EXERCISE SET:
a. On the APPROX_TOP_K page, what value does k take when it is omitted?
b. Name every argument that the APPROX_TOP_K page describes under its Arguments heading.
c. Write out the part of the APPROX_TOP_K page starting with "The output is" and going on through "<expr4> ] )".

SELECTED EXCERPT:

★ ★ ★

Categories:

Aggregate Functions (Frequency Estimation) , Window Functions

# APPROX_TOP_K¶

Uses Space-Saving to return an approximation of the most frequent values in the input, along with their approximate frequencies.

The output is a JSON array of arrays. In the inner arrays, the first entry is a value in the input, and the second entry corresponds to its estimated frequency in the input. The outer array contains k items, sorted by descending frequency.

## Syntax¶

Aggregate function

APPROX_TOP_K( <expr> [ , <k> [ , <counters> ] ] )


Window function

APPROX_TOP_K( <expr> [ , <k> [ , <counters> ] ] ) OVER ( [ PARTITION BY <expr4> ] )


## Arguments¶

• expr: The expression (e.g. column name) for which you want to find the most common values.

• k: The number of values whose counts you want approximated. For example, if you want to see the top 10 most common values, then set k to 10.

If k is omitted, the default is 1.

The maximum value is 100000 (100,000), and is automatically reduced if items cannot fit in the output.

• counters: This is the maximum number of distinct values that can be tracked at a time during the estimation process. For example, if counters is set to 100000, then the algorithm tracks 100,000 distinct values, attempting to keep the 100,000 most frequent values.

★ ★ ★

MATERIAL PROVIDED:

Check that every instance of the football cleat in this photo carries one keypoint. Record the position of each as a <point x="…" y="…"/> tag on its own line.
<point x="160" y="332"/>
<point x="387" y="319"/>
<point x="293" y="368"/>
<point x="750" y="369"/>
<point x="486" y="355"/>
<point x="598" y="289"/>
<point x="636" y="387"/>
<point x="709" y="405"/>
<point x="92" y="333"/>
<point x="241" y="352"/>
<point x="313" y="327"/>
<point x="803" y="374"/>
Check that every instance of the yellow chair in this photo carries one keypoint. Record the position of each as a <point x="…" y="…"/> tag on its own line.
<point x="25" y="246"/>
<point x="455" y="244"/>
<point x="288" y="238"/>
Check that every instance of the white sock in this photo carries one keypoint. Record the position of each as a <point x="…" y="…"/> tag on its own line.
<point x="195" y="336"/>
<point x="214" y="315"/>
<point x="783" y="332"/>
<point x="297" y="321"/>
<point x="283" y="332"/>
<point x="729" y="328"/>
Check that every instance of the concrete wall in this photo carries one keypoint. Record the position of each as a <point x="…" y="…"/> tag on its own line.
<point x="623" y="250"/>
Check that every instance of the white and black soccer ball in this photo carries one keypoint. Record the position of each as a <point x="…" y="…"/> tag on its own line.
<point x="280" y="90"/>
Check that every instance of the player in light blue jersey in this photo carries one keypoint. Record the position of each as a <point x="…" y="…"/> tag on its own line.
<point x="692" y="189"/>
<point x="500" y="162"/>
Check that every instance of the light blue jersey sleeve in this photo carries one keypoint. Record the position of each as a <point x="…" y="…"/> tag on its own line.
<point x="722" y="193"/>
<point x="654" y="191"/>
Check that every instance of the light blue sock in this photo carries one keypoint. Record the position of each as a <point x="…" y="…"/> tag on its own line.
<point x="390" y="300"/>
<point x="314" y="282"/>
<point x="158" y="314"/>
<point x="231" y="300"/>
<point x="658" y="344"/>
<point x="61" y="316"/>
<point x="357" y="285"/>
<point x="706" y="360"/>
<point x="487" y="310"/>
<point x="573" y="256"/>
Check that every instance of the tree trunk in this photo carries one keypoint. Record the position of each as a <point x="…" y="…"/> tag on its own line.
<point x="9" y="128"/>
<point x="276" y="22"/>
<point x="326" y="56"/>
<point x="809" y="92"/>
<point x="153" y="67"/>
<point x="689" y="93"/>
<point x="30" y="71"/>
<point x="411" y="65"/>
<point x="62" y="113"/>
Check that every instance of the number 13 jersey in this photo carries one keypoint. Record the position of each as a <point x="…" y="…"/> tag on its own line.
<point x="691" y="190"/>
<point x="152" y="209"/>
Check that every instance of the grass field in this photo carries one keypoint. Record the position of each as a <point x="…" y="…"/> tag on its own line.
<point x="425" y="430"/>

★ ★ ★

FULL ANSWERS:
a. 1

b. expr, k, counters

c.
The output is a JSON array of arrays. In the inner arrays, the first entry is a value in the input, and the second entry corresponds to its estimated frequency in the input. The outer array contains k items, sorted by descending frequency.

## Syntax¶

Aggregate function

APPROX_TOP_K( <expr> [ , <k> [ , <counters> ] ] )


Window function

APPROX_TOP_K( <expr> [ , <k> [ , <counters> ] ] ) OVER ( [ PARTITION BY <expr4> ] )